What you should do:
Output every entry below word for word, minus the images.
::: Entries shown
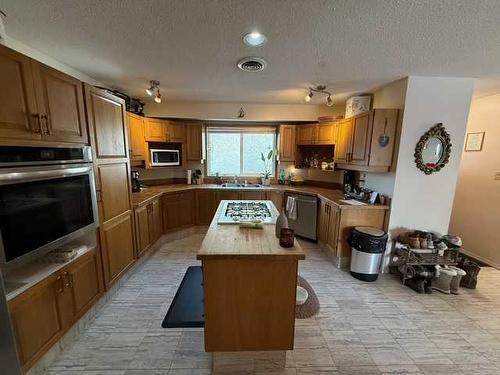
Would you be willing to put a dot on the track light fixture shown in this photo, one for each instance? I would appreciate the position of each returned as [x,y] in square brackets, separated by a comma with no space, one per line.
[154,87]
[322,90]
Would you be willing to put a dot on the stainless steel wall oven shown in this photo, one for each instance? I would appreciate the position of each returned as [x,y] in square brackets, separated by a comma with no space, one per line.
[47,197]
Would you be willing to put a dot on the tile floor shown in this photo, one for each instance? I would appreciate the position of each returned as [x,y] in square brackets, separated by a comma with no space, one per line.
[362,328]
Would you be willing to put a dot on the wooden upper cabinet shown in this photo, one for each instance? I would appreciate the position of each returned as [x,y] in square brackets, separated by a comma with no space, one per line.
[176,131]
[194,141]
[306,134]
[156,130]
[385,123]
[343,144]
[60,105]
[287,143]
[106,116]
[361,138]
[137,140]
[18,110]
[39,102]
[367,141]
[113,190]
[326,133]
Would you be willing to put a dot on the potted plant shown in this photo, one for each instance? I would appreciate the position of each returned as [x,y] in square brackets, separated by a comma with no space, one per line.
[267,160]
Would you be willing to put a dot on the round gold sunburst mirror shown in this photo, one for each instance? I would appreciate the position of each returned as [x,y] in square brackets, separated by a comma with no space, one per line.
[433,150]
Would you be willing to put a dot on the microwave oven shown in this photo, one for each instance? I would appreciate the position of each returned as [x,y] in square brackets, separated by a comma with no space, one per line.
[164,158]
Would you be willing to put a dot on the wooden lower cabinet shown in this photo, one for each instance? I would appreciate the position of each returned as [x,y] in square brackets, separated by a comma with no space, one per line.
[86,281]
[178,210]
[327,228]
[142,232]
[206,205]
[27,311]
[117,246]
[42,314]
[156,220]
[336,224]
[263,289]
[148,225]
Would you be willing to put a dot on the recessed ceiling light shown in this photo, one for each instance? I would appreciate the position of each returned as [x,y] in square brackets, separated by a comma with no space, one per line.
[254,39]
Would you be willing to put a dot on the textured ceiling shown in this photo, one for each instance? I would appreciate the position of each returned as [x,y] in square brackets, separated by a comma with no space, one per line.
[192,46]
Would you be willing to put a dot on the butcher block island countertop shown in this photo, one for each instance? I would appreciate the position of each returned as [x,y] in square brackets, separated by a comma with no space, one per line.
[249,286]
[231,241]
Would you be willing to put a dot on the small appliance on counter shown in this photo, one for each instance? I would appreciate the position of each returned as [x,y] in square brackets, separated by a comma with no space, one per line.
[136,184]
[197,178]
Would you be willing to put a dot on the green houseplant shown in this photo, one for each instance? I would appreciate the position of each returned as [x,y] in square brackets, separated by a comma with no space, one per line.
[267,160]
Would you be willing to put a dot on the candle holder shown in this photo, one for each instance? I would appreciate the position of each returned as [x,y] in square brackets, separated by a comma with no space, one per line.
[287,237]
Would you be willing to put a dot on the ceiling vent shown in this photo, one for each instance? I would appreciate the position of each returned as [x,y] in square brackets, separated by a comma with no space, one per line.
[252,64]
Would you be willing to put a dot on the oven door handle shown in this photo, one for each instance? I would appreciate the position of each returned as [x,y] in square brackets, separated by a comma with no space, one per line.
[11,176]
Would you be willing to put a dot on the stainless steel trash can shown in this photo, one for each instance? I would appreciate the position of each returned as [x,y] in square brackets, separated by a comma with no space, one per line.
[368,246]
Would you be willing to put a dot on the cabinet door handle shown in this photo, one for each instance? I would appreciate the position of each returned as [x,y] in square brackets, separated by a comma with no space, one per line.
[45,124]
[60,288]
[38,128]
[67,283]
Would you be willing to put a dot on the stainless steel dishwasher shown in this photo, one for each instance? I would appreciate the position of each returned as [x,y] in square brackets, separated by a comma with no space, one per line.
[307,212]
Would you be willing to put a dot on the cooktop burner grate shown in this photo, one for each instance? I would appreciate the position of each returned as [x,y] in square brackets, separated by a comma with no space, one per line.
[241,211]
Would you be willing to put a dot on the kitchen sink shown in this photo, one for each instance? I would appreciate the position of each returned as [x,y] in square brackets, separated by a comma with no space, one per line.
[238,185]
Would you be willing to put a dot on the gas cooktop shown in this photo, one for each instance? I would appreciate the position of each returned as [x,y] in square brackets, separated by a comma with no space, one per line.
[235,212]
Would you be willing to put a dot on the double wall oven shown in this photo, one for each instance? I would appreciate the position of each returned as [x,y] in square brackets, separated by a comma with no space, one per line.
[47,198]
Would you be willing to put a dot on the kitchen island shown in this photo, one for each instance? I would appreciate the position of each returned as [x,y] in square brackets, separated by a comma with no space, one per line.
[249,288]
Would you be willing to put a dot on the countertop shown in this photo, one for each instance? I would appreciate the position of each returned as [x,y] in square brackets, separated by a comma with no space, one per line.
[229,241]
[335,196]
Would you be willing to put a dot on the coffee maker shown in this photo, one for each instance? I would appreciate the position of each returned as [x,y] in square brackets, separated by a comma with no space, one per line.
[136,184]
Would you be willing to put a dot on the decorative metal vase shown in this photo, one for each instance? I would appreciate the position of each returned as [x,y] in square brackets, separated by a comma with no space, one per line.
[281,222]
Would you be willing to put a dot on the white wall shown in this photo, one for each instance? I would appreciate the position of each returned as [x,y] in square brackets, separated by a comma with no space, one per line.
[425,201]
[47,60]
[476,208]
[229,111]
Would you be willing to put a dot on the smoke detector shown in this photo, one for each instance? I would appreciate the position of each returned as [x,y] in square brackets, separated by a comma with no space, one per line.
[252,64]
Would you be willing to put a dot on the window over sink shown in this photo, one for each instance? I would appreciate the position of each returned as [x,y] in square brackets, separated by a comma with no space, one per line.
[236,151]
::::::
Exercise response:
Would you be willing to put a dot on the track light fixture shown in this photo, one for each instance? I would appreciate the position of each returned as [x,y] in square brackets, separated by a comma with no space, one per line.
[154,87]
[322,90]
Would you be willing to put a dot on the stainless steel wall oven shown in this photo, one for each instance? I would appreciate the position of each returned as [x,y] in square brackets, separated by a comma with no space, one per line.
[47,197]
Would you be willing to put a dot on the tile floor shown in this photo, one for each instance? I would appreciate the position of each returned as [x,y] in square brackets, separated by a comma with no space, one per line.
[362,328]
Would you be willing to put a dot on the wooden upper cabinet shown in this photo, one for each instance? I would appreciate the position of each returned as [x,y] in square brackets, separated by a comma with no space, one per line.
[176,131]
[194,141]
[306,134]
[156,130]
[385,123]
[343,144]
[60,105]
[287,143]
[106,116]
[361,138]
[137,140]
[18,110]
[39,102]
[367,141]
[113,190]
[326,133]
Would you be willing to put a dot on the potted plant shown in this photo, one for each instance? I would appreciate the position of each returned as [x,y] in square brackets, separated by a comma with no space, one per line.
[267,160]
Would you be willing to put a dot on the round gold sunburst mirror shown in this photo, one for each instance? I would appreciate the position of each returned as [x,y] in square brackets, separated by a comma with no space, one per line.
[433,150]
Would you be willing to put a dot on the microwave oven shown in this photo, one for each instance? I would appreciate the position of each returned as [x,y] in square brackets, separated by a comma with no space, one per line.
[164,158]
Would you be willing to put a dot on the wooden lower cabinet shown in this photo, one for each instance? I would appreciate the position of each returned as [x,y] in square brackets, separated by a comma with no space, one per line.
[86,281]
[178,210]
[327,228]
[142,232]
[206,205]
[27,311]
[117,246]
[42,314]
[156,220]
[336,224]
[263,289]
[148,225]
Would you be willing to put a dot on the recessed ceiling light shown in this photo, one for each instance? I would appreciate the position of each returned as [x,y] in square brackets, separated by a comma with no space, one per line.
[254,39]
Would you be willing to put a dot on the textured ceiling shown in this photo, one for each instance? I would appreciate the position of each returned as [x,y] in square brackets, separated by a comma with no space, one per line.
[192,46]
Would you be willing to put a dot on the butcher block island countertop shown in this photo, one for each instance? I would appreciate the position of each returned as [x,y] in square brackets, separated by a comma with no space, one per line.
[249,286]
[231,241]
Would you be willing to put a dot on the small appliance on counter shown in this photo, one for each instance? I would appreciate the position of each returned as [x,y] in square brackets, separated by a comma with no space, one per line.
[136,184]
[197,178]
Would you be willing to put a dot on the green houseplant shown in this photo, one for each instance? I would appreciate the position of each returned as [x,y] in square brackets, separated by a comma with no space, one per line.
[267,160]
Would you be willing to put a dot on the candle holder shown in this photo, one for each instance? I would appreciate the position of each returned as [x,y] in square brackets, separated by a comma with no space, one per line.
[287,237]
Would you be willing to put a dot on the ceiling vent shown in this photo, one for each instance? I would appreciate the position of each returned as [x,y] in square brackets, separated by a comma with no space, one per line.
[252,64]
Would you be willing to put a dot on the oven door handle shown in this photo, one for each instance? I would appreciate the position of each returned as [x,y] in square brackets, separated by a comma with no space, one per line.
[11,176]
Would you be willing to put a dot on the stainless steel trash can shown in this photo, one for each instance? I would appreciate the position of each returned as [x,y] in square brackets, separated by a comma with no space, one per line.
[368,246]
Would you be willing to put a dot on the cabinet door handle shown in this photo, one for each instance? I would appreciate the position of each returned as [x,y] in square brackets, separated by a comma with no space, one per line.
[45,124]
[60,288]
[38,128]
[67,283]
Would you be willing to put a dot on the stainless steel dishwasher shown in this photo, one for each instance? I would appreciate the position of each returned as [x,y] in square brackets, separated by a comma with no space, one per line.
[307,212]
Would you be willing to put a dot on the cooktop burner grate shown in this photo, one for each instance? I would appreciate the position of each returned as [x,y] in square brackets, separated by a comma with no space, one per line.
[241,211]
Would you be willing to put a dot on the kitchen sink shown in this photo, one for each instance? I would appreciate the position of each returned as [x,y] in square brackets, separated by a comma with no space, one per line.
[238,185]
Would you be willing to put a dot on the gas cooktop shown in this photo, one for each instance? I would appreciate the position of each returned as [x,y] in square brackets, separated by a comma with no space, one per line.
[235,212]
Would you be willing to put a dot on the double wall oven shown in this photo, one for each instance? I would appreciate the position of each returned as [x,y] in square brackets, separated by a comma with no space, one per line.
[47,198]
Would you be willing to put a dot on the kitchen island shown in this photo, one for each instance? I would appreciate the position of each returned as [x,y] in square brackets, separated by a comma with no space, one per line.
[249,288]
Would you be willing to put a dot on the countertop shown in this photo, one for each instance? I would appreciate the position of each returned as [x,y] in square brackets, separated by a comma with no space, one per line.
[229,241]
[335,196]
Would you be willing to put a dot on the coffee maker shown in this photo, one for each instance? I would appreciate the position of each returned as [x,y] in square brackets, separated by a comma with no space, one per line.
[136,184]
Would you be willing to put a dot on the decorative metal vase shown in this photo, one for each instance? I would appreciate the position of each returned as [x,y] in square brackets, separated by a comma with no space, one per line.
[281,222]
Would you be willing to put a dot on the white wall shown in this photo, one for each instance? I would appreciate the position of each returned as [x,y] in square brackets, separated by a comma with no space, one per line.
[425,201]
[47,60]
[476,208]
[229,111]
Would you be willing to put a dot on the smoke detector shown in this photo, one for each instance? I would appreciate the position of each returned as [x,y] in square brackets, separated by a comma with no space, one per line.
[252,64]
Would you be willing to put a dot on the window over sink shown in this photo, one for each instance? I would appreciate the position of each returned as [x,y] in square brackets, separated by a comma with no space, one per line.
[236,151]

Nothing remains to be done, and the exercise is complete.